* What to do:
Answer these questions using the article below on COVID-19 deaths in Cook County:
1. For how many deaths were no secondary causes reported?
2. How many victims had hypertension?
3. Which governor is named as failing to publish statewide data?

* Document text:

Ted Dabrowski President, Wirepoints -
More than 90 percent of COVID-19 victims in Cook County had pre-existing medical conditions, according to a new Wirepoints analysis of a Cook County Medical Examiner database.
Wirepoints' findings are important because no Illinois government has yet to publish any detailed comorbidity data. We recently wrote about Gov. J.B. Pritzker's failure to publish statewide data in: Who’s most at risk for COVID-19 and why isn’t Illinois publishing that data?
The medical examiner’s database showed COVID-19 as the primary cause of death for 2,300 people in Cook County. Of those, more than 2,100 were shown to have at least one underlying condition as a secondary cause of death. Those conditions, also known as comorbidities, included hypertension, diabetes, obesity and heart disease. There were no secondary causes reported for 191 deaths.
Understanding who is most at risk – and who is not – is central to a public understanding of the virus. It’s also central to helping decide when and how to open up our economy and schools. What Cook County’s and other comorbidity data across the country implies is that the risk of death for healthy Illinoisans is far lower than Gov. J.B. Pritzker might lead people to believe based on his protracted lockdown and drawn out reopening plan.
Cook County reports that of the 2,303 victims where COVID-19 was listed as the primary cause of death, 92 percent had one or more comorbidities.
Hypertension affected 1,070 victims, or more than 46 percent of all deaths. Diabetes impacted 973 victims, or 42 percent of the total. Pulmonary disease was part of 397 deaths, or 17 percent. And 215 of those deaths, about 9 percent, were accompanied by obesity or morbid obesity.
Yet others had conditions including cancer and cardiovascular and kidney diseases. The numbers above add up to more than 100 percent because many victims had more than one pre-existing condition.

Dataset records
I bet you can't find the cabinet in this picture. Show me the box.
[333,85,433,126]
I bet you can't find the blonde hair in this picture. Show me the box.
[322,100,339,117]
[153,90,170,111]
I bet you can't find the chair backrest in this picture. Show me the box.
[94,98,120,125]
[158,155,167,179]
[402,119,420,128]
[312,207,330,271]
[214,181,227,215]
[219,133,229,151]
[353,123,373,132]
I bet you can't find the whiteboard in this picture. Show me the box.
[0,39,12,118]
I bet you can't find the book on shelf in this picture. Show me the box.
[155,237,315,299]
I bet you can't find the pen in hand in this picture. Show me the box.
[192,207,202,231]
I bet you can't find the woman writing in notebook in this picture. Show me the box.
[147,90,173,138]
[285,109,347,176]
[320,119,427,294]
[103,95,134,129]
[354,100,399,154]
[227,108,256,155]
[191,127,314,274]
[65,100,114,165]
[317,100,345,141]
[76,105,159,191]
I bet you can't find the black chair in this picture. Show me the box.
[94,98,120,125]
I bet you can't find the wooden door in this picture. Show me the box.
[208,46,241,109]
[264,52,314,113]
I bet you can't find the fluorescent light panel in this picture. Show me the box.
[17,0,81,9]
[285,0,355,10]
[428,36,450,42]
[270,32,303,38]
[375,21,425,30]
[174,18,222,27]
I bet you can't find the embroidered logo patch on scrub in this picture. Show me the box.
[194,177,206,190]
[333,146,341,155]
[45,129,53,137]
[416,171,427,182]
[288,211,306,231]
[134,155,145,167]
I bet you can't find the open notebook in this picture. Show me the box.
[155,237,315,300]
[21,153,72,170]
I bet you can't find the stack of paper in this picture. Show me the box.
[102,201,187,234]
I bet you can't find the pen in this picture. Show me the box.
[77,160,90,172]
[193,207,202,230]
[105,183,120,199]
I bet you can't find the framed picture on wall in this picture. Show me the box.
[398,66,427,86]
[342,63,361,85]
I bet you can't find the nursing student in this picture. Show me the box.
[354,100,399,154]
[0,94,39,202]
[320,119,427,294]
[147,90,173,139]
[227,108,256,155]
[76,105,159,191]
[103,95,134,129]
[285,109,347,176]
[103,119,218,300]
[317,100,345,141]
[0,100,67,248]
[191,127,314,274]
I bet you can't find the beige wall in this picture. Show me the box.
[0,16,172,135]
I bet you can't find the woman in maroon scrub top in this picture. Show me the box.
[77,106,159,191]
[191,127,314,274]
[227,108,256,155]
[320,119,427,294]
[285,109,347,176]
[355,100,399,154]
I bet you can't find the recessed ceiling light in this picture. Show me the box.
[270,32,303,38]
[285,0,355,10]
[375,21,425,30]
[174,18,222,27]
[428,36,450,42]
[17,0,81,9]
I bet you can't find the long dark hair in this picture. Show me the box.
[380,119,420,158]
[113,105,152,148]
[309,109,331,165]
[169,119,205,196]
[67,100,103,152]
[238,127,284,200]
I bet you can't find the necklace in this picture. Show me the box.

* Answer to the exercise:
1. 191
2. 1,070
3. Gov. J.B. Pritzker